◆ EXERCISE DIRECTIONS ◆
How many lines in the records below contain the word "clear"? Case matters, and give only the number.

[Labeled-object pointing records]
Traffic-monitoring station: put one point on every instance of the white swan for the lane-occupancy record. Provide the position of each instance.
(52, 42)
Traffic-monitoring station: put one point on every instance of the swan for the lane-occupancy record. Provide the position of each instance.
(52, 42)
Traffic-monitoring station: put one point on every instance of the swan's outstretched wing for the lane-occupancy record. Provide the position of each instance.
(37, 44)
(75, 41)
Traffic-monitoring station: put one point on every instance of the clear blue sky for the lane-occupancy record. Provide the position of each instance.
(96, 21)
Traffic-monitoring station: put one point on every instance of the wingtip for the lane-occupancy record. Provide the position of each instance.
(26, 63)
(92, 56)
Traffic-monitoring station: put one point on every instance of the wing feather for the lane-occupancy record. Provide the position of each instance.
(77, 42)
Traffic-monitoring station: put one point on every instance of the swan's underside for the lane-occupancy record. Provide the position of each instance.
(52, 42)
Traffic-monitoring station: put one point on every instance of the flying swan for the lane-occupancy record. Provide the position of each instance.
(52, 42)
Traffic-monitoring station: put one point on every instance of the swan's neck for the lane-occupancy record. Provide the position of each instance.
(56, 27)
--
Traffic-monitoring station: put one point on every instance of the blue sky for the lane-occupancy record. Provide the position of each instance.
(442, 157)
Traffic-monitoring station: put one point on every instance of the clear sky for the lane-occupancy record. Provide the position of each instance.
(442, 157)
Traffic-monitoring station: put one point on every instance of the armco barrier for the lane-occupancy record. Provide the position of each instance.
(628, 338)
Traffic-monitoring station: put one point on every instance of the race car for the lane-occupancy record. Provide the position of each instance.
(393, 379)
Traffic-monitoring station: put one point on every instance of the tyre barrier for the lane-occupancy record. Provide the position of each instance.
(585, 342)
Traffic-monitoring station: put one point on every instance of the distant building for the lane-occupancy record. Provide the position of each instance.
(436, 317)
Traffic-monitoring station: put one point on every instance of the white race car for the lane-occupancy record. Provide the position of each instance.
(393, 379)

◆ TASK ANSWER ◆
2